Extract precisely the lines of the entries below, from the first line through the line containing "For every instance of the man".
____
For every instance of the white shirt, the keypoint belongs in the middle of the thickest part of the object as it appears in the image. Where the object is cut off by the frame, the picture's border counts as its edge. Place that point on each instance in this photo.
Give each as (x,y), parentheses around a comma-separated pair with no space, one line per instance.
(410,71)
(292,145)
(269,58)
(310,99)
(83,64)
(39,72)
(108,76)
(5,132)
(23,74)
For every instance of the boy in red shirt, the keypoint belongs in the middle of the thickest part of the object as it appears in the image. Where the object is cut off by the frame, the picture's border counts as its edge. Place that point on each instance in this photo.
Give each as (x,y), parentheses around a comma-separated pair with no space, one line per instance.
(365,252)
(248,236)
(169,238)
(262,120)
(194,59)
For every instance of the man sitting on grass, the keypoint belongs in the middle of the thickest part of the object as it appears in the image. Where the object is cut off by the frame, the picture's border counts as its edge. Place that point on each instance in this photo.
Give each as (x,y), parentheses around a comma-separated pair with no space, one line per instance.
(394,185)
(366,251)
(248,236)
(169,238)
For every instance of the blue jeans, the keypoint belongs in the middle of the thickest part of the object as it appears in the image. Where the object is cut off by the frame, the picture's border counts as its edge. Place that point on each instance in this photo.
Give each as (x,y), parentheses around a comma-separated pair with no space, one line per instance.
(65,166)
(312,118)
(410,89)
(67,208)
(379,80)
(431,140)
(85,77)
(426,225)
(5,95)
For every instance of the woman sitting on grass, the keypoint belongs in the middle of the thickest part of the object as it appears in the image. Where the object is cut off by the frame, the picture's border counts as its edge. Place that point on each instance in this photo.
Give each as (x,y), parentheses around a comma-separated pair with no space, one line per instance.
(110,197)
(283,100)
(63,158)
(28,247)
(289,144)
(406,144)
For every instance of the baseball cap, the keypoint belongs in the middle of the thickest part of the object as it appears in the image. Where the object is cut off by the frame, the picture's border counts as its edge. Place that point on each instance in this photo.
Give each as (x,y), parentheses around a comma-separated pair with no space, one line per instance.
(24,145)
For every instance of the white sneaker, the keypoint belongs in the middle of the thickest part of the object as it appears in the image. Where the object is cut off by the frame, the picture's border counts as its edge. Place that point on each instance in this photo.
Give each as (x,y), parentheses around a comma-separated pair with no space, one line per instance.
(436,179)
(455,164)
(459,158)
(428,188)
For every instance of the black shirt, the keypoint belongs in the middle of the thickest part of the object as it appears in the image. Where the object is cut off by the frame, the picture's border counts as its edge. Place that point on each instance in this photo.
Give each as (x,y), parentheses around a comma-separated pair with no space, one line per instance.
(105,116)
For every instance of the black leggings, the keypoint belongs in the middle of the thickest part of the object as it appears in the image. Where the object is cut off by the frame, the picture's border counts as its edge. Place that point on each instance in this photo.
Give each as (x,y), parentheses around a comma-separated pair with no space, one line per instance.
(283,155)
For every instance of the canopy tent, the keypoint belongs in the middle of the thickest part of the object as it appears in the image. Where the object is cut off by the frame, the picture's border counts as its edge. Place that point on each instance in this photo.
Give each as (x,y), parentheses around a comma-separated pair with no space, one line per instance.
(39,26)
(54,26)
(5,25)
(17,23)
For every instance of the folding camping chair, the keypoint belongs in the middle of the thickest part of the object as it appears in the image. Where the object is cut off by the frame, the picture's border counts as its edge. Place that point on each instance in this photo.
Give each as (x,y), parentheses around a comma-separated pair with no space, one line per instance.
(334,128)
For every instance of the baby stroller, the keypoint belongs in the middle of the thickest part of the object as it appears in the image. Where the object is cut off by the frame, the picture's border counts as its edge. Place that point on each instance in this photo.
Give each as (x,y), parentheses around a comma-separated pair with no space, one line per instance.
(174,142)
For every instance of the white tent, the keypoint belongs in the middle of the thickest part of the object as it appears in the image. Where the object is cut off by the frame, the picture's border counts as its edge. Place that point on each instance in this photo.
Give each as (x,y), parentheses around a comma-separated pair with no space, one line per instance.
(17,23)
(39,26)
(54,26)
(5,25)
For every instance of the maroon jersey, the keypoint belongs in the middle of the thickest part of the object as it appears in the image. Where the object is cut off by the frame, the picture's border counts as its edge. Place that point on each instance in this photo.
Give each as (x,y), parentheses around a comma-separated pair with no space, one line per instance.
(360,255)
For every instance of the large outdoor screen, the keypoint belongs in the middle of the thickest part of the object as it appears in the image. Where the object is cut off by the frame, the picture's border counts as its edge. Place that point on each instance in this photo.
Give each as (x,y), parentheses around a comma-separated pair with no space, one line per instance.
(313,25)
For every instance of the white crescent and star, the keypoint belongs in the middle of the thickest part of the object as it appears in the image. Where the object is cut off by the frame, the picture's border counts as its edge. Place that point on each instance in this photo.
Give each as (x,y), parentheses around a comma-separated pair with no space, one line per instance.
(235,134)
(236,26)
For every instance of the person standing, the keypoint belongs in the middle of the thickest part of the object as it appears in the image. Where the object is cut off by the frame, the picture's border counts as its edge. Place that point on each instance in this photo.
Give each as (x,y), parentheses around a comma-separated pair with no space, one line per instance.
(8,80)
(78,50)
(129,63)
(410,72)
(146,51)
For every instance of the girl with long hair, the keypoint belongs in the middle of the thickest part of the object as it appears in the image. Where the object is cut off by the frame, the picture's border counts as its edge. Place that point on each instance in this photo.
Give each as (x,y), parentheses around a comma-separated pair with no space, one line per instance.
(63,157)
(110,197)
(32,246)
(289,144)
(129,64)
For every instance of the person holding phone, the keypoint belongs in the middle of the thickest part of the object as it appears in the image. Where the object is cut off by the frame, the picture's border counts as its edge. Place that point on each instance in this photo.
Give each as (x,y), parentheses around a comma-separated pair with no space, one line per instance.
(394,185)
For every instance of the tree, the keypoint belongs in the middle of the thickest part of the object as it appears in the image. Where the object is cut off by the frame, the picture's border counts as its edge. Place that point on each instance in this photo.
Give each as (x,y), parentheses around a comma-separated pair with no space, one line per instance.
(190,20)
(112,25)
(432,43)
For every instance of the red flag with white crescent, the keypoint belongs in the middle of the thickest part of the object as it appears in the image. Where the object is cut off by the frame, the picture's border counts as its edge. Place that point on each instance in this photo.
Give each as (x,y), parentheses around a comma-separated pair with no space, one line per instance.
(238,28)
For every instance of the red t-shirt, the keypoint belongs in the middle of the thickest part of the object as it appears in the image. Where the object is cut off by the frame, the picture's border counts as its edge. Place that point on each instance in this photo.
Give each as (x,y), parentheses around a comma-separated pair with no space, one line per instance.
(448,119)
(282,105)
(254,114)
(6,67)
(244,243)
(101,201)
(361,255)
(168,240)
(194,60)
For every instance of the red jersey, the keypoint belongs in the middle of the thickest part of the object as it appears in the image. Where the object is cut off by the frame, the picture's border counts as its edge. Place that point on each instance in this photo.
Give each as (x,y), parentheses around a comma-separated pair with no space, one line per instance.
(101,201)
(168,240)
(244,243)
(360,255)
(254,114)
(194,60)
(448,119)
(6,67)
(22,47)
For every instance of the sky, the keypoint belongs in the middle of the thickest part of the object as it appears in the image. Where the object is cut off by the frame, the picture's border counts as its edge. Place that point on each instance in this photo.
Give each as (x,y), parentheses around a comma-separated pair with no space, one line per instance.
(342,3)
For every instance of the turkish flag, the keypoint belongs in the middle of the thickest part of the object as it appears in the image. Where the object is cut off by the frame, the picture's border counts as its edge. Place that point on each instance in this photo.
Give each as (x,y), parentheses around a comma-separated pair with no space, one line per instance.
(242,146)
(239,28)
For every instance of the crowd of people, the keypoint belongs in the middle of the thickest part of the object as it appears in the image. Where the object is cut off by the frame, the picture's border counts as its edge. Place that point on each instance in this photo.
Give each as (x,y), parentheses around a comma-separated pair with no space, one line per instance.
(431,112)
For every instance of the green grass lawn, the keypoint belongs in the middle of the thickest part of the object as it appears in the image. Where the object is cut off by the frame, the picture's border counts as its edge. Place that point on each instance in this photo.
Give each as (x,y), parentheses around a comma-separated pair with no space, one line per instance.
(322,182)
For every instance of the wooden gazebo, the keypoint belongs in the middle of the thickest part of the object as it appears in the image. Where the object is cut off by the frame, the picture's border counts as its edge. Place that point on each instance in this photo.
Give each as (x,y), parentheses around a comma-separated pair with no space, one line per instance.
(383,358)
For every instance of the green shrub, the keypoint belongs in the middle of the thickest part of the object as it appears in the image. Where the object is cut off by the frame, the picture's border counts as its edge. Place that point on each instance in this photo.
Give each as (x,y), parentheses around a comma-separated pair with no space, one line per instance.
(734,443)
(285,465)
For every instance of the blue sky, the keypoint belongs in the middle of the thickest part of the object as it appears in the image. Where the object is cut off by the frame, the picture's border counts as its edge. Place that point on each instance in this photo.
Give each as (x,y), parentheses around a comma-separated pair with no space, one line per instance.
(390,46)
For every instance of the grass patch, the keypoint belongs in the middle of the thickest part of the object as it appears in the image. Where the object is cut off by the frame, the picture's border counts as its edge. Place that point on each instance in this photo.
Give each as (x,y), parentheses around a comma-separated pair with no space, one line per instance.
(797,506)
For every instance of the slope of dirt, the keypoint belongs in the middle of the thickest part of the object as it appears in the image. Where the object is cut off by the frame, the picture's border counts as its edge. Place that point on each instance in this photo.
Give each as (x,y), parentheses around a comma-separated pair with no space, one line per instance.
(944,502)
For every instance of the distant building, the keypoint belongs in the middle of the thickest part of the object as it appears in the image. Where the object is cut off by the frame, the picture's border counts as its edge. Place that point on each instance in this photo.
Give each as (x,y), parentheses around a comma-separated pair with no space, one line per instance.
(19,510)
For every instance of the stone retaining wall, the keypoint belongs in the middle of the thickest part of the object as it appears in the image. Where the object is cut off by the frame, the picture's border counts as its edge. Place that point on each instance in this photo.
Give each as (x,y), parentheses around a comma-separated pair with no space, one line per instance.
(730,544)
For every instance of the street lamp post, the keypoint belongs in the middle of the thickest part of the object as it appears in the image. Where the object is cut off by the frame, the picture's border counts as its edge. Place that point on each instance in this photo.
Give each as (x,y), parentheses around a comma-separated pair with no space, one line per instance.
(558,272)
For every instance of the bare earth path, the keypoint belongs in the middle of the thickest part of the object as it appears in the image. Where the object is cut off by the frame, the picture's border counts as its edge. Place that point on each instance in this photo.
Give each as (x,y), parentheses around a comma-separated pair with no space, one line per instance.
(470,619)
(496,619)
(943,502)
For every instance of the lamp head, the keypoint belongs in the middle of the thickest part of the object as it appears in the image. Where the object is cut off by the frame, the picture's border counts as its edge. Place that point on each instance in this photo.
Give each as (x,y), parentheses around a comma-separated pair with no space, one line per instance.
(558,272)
____
§ Exercise response
For every instance of the white shirt, the keypoint belongs in the middle of the thickest part of the object as it appears in the image. Where the object is cut off by the frame, the picture's border counts as its edge. Place that point on each instance in this photo.
Give each as (x,y), parentheses around a comma-separated pair with no space, one line per instance.
(410,71)
(292,145)
(269,58)
(310,99)
(83,64)
(39,72)
(108,76)
(5,132)
(23,74)
For every instance of the boy in red shirt, the keypoint belongs in the middle of the thickest part of the object as it appears in the image. Where the object is cut off by the frame, the picture's border counts as its edge. Place that point on each instance in this photo.
Give each as (x,y), parentheses around a comma-separated pair with no space, one line per instance.
(365,252)
(248,236)
(169,238)
(262,120)
(194,59)
For every instance of the man sitting on grass, the keypoint belongs in the middle of the thickest part of the object as it appears in the image. Where the object is cut off by the frame, the picture's border counts as its edge. Place that point on each instance in this photo.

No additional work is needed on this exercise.